» **Directions**:
Your answer should hold the data exactly as given, minus any picture.
** Working data follows **
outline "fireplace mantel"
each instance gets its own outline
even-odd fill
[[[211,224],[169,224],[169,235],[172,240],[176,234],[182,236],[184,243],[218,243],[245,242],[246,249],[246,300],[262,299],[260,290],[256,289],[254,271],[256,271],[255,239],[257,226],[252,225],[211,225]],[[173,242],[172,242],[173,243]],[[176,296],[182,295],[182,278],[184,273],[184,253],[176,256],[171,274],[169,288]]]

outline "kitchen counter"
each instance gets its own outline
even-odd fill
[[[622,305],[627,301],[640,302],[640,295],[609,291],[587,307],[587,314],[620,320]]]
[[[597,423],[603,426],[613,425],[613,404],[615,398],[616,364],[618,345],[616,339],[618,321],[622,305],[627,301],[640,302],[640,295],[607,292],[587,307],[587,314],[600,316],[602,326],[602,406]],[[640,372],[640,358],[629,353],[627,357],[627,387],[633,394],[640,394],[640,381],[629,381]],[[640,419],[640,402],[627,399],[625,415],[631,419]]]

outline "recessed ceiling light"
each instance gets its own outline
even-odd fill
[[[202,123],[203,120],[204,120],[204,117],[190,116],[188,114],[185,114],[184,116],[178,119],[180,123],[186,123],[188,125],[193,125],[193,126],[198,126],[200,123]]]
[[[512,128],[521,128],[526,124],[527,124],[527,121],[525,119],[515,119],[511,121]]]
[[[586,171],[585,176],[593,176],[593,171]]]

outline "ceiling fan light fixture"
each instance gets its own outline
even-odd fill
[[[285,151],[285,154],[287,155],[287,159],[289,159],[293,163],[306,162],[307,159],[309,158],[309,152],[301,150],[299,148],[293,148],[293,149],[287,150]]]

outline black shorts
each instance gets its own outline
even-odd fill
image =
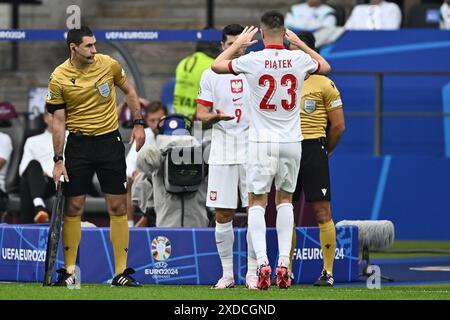
[[[330,169],[325,138],[302,141],[302,160],[294,191],[294,200],[300,199],[303,189],[307,202],[330,201]]]
[[[69,175],[69,182],[64,185],[65,196],[87,194],[94,172],[104,193],[126,193],[125,146],[118,131],[100,136],[70,133],[64,154]]]

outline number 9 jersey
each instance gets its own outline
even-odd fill
[[[220,109],[234,117],[213,125],[209,164],[244,164],[247,161],[249,128],[249,86],[244,75],[217,74],[205,70],[200,80],[197,103]]]
[[[317,61],[301,50],[267,45],[228,64],[230,72],[244,74],[250,87],[252,142],[298,142],[303,140],[299,104],[307,74],[320,69]]]

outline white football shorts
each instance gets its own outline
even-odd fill
[[[301,142],[249,142],[247,189],[269,193],[275,178],[277,190],[293,193],[302,157]]]
[[[242,207],[247,207],[248,191],[246,181],[245,164],[210,164],[206,206],[211,208],[236,209],[239,193]]]

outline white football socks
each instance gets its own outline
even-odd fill
[[[278,265],[289,267],[291,253],[292,230],[294,228],[294,207],[290,203],[277,206]]]
[[[258,264],[256,262],[255,249],[253,248],[252,237],[250,236],[250,230],[247,230],[247,275],[256,276],[256,269]]]
[[[269,264],[266,247],[266,209],[261,206],[253,206],[248,209],[248,231],[252,237],[258,266]]]
[[[223,277],[234,279],[233,275],[233,221],[227,223],[216,222],[215,229],[217,251],[222,263]]]

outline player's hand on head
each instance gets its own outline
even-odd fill
[[[258,42],[258,40],[252,40],[255,34],[258,32],[258,28],[255,26],[246,26],[244,31],[239,35],[236,39],[235,43],[237,43],[240,47],[249,47]]]
[[[292,30],[289,30],[286,28],[284,37],[292,43],[294,46],[297,46],[300,48],[301,44],[303,44],[303,41],[300,40],[300,38],[293,32]]]

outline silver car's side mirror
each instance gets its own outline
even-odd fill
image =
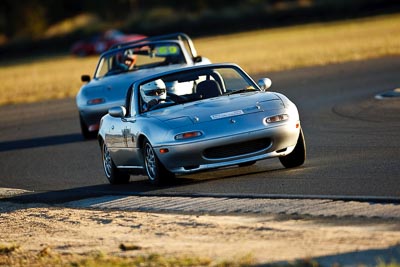
[[[258,86],[260,86],[261,90],[267,91],[272,85],[272,81],[269,78],[261,78],[258,80]]]
[[[123,106],[113,107],[108,110],[108,114],[110,114],[111,117],[123,118],[126,115],[126,109]]]
[[[81,76],[81,81],[82,82],[90,82],[90,75],[82,75]]]

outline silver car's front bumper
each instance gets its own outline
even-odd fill
[[[267,158],[280,157],[293,151],[300,133],[299,124],[288,122],[268,127],[262,130],[242,133],[234,136],[224,136],[215,139],[202,140],[185,144],[154,147],[158,158],[163,165],[173,173],[192,173],[206,169],[220,168],[241,163],[258,161]],[[251,141],[262,140],[263,147],[255,147],[251,151],[243,150],[241,144],[248,144]],[[267,141],[265,141],[267,140]],[[237,147],[237,153],[232,150]],[[209,156],[207,151],[214,148],[222,150],[229,149],[227,155],[216,153]],[[160,150],[167,149],[168,153],[161,153]]]

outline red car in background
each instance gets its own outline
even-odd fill
[[[134,42],[146,38],[141,34],[124,34],[118,30],[108,30],[88,40],[76,42],[71,47],[71,53],[77,56],[101,54],[118,43]]]

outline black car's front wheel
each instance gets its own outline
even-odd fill
[[[150,183],[154,185],[160,185],[163,182],[175,177],[175,175],[168,171],[157,158],[157,155],[148,140],[146,140],[143,144],[143,159],[144,169]]]
[[[129,182],[129,174],[121,172],[118,170],[117,166],[115,166],[110,151],[107,148],[105,143],[102,144],[102,161],[103,161],[103,169],[104,173],[110,184],[126,184]]]
[[[294,150],[286,156],[279,157],[280,162],[286,168],[294,168],[302,165],[306,160],[306,142],[303,131],[300,129]]]

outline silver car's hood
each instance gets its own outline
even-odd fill
[[[154,110],[146,113],[146,116],[157,118],[175,128],[185,124],[201,123],[283,107],[282,100],[275,93],[252,92],[210,98]]]

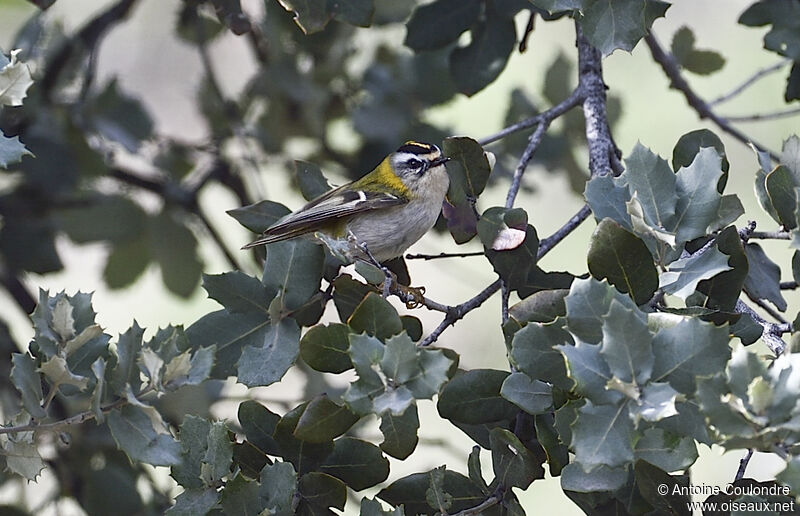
** End of Working data **
» **Task answer**:
outline "fireplace mantel"
each instance gets its own outline
even-odd fill
[[[211,224],[169,224],[169,235],[172,240],[176,234],[182,236],[184,243],[218,243],[245,242],[246,249],[246,300],[262,299],[260,290],[256,289],[254,271],[256,271],[255,239],[257,226],[252,225],[211,225]],[[173,242],[172,242],[173,243]],[[176,296],[182,295],[182,278],[184,273],[184,253],[176,256],[171,274],[169,288]]]

outline "kitchen counter"
each instance gets its own outline
even-odd fill
[[[622,305],[627,301],[640,302],[640,295],[609,291],[587,307],[587,314],[620,320]]]
[[[597,423],[603,426],[613,425],[613,404],[615,398],[616,364],[618,345],[616,339],[618,321],[622,305],[627,301],[640,302],[640,295],[607,292],[587,307],[587,314],[600,316],[602,326],[602,406]],[[640,372],[640,358],[629,353],[627,357],[627,387],[633,394],[640,394],[640,381],[629,381]],[[640,419],[640,402],[627,399],[625,415],[631,419]]]

outline "recessed ceiling light"
each instance gets its own outline
even-odd fill
[[[202,123],[203,120],[204,120],[204,117],[190,116],[188,114],[185,114],[184,116],[178,119],[180,123],[186,123],[188,125],[193,125],[193,126],[198,126],[200,123]]]
[[[512,128],[521,128],[526,124],[527,124],[527,121],[525,119],[515,119],[511,121]]]
[[[586,171],[585,176],[593,176],[593,171]]]

outline "ceiling fan light fixture"
each instance gets its own outline
even-odd fill
[[[285,151],[285,154],[287,155],[287,159],[289,159],[293,163],[306,162],[307,159],[309,158],[309,152],[301,150],[299,148],[293,148],[293,149],[287,150]]]

outline black shorts
each instance gets its own outline
even-odd fill
image =
[[[330,169],[325,138],[302,141],[302,160],[294,191],[294,200],[300,199],[303,189],[307,202],[330,201]]]
[[[69,175],[69,182],[64,185],[65,196],[87,194],[94,172],[104,193],[126,193],[125,146],[118,131],[100,136],[70,133],[64,154]]]

outline number 9 jersey
each instance gets its own outline
even-odd fill
[[[220,109],[234,117],[213,125],[209,164],[244,164],[247,161],[249,128],[249,86],[244,75],[217,74],[205,70],[200,80],[197,103]]]
[[[317,61],[301,50],[267,45],[228,64],[230,72],[244,74],[250,87],[252,142],[298,142],[303,140],[299,104],[307,74],[320,69]]]

outline white football shorts
each instance gets its own outline
even-odd fill
[[[301,142],[249,142],[247,189],[269,193],[275,178],[277,190],[293,193],[302,157]]]
[[[242,207],[247,207],[248,191],[246,181],[245,164],[210,164],[206,206],[211,208],[236,209],[239,193]]]

outline white football socks
each instance gets its own outline
even-odd fill
[[[278,265],[289,267],[291,253],[292,230],[294,228],[294,207],[290,203],[277,206]]]
[[[258,264],[256,262],[255,249],[253,248],[252,237],[250,236],[250,230],[247,230],[247,275],[256,276],[256,269]]]
[[[269,264],[266,247],[266,209],[261,206],[253,206],[248,209],[248,231],[252,237],[258,266]]]
[[[223,277],[234,279],[233,275],[233,221],[227,223],[216,222],[215,229],[217,251],[222,263]]]

outline player's hand on head
each instance gets its own outline
even-odd fill
[[[258,42],[258,40],[252,40],[255,34],[258,32],[258,28],[255,26],[246,26],[244,31],[239,35],[236,39],[235,43],[237,43],[240,47],[249,47]]]
[[[292,30],[289,30],[286,28],[284,37],[292,43],[294,46],[297,46],[300,48],[301,44],[303,44],[303,41],[300,40],[300,38],[293,32]]]

outline silver car's side mirror
each instance gets its own outline
even-odd fill
image =
[[[258,86],[260,86],[261,90],[267,91],[272,85],[272,81],[269,78],[261,78],[258,80]]]
[[[123,106],[113,107],[108,110],[108,114],[110,114],[111,117],[123,118],[126,115],[126,109]]]
[[[81,76],[81,81],[82,82],[90,82],[90,75],[82,75]]]

outline silver car's front bumper
each instance gets its own outline
even-odd fill
[[[267,158],[280,157],[293,151],[300,133],[299,124],[288,122],[268,127],[262,130],[242,133],[234,136],[224,136],[215,139],[202,140],[185,144],[154,147],[158,158],[163,165],[173,173],[192,173],[206,169],[220,168],[241,163],[258,161]],[[251,141],[262,140],[263,147],[255,147],[251,151],[243,150],[241,144],[248,144]],[[267,141],[265,141],[267,140]],[[237,147],[237,153],[232,150]],[[209,156],[207,151],[214,148],[222,150],[229,149],[227,155],[216,153]],[[160,150],[167,149],[168,153],[161,153]]]

outline red car in background
each instance gets its own outline
even-odd fill
[[[134,42],[146,38],[141,34],[124,34],[118,30],[108,30],[88,40],[76,42],[71,47],[71,53],[77,56],[101,54],[118,43]]]

outline black car's front wheel
each instance gets its own outline
even-odd fill
[[[150,183],[154,185],[160,185],[163,182],[175,177],[175,175],[168,171],[157,158],[157,155],[148,140],[146,140],[143,144],[143,159],[144,169]]]
[[[129,182],[129,174],[121,172],[118,170],[117,166],[115,166],[110,151],[107,148],[105,143],[102,144],[102,161],[103,161],[103,169],[104,173],[110,184],[126,184]]]
[[[294,150],[286,156],[279,157],[280,162],[286,168],[294,168],[302,165],[306,160],[306,142],[303,131],[300,129]]]

outline silver car's hood
each instance gets its own outline
even-odd fill
[[[154,110],[146,113],[146,116],[157,118],[175,128],[185,124],[201,123],[283,107],[282,100],[275,93],[252,92],[210,98]]]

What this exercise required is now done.